-- Begin Working data --

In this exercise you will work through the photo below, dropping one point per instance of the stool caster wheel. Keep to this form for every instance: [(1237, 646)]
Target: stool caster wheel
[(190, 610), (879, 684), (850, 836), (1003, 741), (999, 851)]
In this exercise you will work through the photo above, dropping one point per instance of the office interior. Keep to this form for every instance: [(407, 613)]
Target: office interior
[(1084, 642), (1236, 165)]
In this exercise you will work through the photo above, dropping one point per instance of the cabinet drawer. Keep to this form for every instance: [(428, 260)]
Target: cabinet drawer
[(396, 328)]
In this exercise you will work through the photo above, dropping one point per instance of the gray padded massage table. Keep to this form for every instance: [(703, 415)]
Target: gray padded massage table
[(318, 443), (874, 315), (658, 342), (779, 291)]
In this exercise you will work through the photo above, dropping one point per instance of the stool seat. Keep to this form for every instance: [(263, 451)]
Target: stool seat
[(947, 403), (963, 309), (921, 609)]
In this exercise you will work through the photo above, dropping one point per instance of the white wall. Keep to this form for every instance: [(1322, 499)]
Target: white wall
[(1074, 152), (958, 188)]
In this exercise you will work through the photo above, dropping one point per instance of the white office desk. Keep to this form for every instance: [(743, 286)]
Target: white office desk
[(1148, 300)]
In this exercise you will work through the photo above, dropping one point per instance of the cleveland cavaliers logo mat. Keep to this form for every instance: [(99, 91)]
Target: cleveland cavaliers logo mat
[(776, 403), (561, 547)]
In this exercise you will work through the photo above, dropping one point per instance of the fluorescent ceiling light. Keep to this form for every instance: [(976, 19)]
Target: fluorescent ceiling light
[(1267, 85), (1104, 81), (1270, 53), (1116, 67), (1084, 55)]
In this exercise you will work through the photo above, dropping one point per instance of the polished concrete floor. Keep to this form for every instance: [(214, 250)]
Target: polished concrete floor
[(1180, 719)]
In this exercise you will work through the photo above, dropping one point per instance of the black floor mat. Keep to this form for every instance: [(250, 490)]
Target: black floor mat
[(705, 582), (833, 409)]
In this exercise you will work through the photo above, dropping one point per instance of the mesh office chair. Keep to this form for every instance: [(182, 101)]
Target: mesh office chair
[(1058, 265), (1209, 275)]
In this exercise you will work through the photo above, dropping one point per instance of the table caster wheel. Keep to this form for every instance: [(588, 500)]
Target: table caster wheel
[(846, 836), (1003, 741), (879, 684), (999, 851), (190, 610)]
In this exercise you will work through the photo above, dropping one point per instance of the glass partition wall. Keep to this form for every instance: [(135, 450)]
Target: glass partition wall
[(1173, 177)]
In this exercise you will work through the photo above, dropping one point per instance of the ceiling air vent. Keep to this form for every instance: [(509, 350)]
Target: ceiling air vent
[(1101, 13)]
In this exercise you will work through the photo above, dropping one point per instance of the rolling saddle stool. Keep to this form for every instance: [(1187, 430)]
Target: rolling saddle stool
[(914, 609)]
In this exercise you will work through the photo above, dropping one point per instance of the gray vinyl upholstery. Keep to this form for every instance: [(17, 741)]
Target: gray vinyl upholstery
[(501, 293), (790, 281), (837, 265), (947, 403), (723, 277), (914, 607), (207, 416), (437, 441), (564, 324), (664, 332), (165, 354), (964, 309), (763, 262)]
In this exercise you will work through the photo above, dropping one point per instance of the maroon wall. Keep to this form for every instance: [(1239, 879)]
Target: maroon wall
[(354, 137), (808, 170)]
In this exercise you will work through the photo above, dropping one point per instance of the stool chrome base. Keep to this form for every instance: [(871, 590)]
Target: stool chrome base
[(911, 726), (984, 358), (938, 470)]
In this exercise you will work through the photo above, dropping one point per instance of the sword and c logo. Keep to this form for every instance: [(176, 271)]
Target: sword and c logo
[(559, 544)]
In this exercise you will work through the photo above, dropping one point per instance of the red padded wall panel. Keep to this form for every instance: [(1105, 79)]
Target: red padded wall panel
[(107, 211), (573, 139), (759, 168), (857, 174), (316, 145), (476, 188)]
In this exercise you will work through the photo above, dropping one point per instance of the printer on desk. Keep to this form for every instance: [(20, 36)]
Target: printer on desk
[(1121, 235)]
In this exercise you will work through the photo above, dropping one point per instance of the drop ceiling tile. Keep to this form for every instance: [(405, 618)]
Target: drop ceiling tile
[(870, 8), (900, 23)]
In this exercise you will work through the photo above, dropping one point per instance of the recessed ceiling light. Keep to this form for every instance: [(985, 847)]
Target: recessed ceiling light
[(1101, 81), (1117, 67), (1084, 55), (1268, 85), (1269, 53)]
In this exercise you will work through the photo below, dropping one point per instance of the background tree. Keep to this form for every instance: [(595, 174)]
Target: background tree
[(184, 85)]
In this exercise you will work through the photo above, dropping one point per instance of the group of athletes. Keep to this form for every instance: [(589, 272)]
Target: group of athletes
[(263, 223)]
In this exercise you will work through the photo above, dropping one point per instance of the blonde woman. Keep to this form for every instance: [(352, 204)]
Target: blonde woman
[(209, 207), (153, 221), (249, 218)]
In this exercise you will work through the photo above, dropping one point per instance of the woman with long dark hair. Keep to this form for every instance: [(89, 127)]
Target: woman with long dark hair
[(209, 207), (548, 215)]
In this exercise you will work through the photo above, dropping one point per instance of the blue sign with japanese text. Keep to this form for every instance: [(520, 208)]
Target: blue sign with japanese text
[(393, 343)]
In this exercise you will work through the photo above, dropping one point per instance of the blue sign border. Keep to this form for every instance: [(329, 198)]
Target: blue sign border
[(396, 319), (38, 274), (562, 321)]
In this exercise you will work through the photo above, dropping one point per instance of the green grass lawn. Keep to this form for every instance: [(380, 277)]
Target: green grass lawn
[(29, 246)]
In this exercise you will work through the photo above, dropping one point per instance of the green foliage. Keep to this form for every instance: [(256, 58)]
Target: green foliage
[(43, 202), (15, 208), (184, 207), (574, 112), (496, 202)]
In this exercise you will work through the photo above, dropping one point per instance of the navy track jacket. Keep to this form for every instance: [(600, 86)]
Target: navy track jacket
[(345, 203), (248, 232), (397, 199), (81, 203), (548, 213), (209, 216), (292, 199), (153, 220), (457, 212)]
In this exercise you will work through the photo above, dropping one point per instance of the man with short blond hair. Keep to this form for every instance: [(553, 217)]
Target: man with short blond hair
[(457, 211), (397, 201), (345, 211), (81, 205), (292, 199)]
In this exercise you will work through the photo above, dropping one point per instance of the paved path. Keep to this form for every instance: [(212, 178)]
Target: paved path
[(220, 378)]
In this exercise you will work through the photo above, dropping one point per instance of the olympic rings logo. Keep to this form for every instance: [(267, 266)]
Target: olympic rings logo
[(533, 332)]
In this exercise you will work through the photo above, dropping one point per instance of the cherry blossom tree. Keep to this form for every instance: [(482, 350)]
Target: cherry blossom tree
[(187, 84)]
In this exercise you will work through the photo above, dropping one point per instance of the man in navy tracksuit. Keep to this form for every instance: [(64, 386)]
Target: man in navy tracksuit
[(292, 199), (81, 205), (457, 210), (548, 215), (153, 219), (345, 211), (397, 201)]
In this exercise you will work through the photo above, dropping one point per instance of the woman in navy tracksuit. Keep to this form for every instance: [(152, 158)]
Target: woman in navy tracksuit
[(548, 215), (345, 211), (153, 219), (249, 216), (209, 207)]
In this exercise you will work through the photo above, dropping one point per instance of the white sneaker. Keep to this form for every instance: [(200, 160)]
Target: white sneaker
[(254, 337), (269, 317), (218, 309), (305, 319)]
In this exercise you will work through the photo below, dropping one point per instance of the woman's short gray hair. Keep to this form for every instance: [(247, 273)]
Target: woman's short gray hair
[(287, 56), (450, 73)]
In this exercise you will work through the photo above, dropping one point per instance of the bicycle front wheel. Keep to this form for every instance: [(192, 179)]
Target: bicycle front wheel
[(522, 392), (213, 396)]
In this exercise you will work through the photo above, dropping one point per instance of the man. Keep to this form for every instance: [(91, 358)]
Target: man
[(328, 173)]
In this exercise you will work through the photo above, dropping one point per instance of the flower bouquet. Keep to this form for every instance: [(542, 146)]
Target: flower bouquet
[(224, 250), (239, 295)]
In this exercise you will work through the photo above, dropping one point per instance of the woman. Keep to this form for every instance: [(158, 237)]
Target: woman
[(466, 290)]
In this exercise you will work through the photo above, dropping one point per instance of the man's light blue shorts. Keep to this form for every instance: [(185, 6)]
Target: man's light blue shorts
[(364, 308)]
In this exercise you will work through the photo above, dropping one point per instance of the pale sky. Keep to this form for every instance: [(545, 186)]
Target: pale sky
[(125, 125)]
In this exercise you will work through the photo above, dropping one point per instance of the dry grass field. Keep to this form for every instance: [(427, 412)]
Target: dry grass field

-- End Working data --

■ What you are asked to do: Lay out everything from the start of the records down to the line containing "[(1180, 719)]" as a numbered list, leaving out any blank lines.

■ Solution to the exercise:
1. In this exercise you will work through the photo below, dropping one point per instance of the stool caster wheel. Keep to this form for every instance: [(1237, 646)]
2. Target: stool caster wheel
3. [(190, 610), (879, 684), (850, 836), (1003, 741), (999, 851)]
4. In this exercise you will work through the photo above, dropping one point per instance of the office interior. Keep to this form for every instance: [(407, 613)]
5. Target: office interior
6. [(1084, 642), (1236, 165)]
7. In this exercise you will work through the photo above, dropping one point per instance of the cabinet drawer. Keep to this form for every instance: [(428, 260)]
8. Target: cabinet drawer
9. [(396, 328)]
10. In this exercise you will work through the photo above, dropping one point per instance of the gray padded massage table. Keep to this form for every instance: [(703, 415)]
11. Target: gray padded massage table
12. [(318, 443), (874, 315), (658, 342), (779, 291)]
13. In this exercise you will work through the photo above, dropping one point per instance of the stool seat. Keep to this form for every instance: [(263, 451)]
14. Target: stool seat
15. [(947, 403), (963, 309), (921, 609)]
16. In this exercise you will work through the photo above, dropping one point per instance of the white wall. Keep to this form for every instance: [(1322, 499)]
17. Target: white wall
18. [(1074, 152), (958, 188)]
19. In this exercise you will work through the photo above, dropping one point per instance of the white office desk. Keep to this form for every instance: [(743, 286)]
20. Target: white office desk
21. [(1148, 300)]
22. In this exercise you will work through the photo above, dropping one point per instance of the cleveland cavaliers logo mat. Keep to this form for every instance: [(99, 91)]
23. Target: cleveland cavaliers logo mat
24. [(776, 403), (561, 547)]
25. In this exercise you will work through the photo above, dropping one point per instance of the fluorescent ceiling light. Keep to this form for every instance: [(976, 19)]
26. Target: fluorescent ceiling light
27. [(1267, 85), (1104, 81), (1270, 53), (1116, 67), (1084, 55)]
28. In this exercise you will work through the photo above, dropping one point per instance of the polished concrete floor. Keep to this form for every instance: [(214, 250)]
29. Target: polished concrete floor
30. [(1180, 719)]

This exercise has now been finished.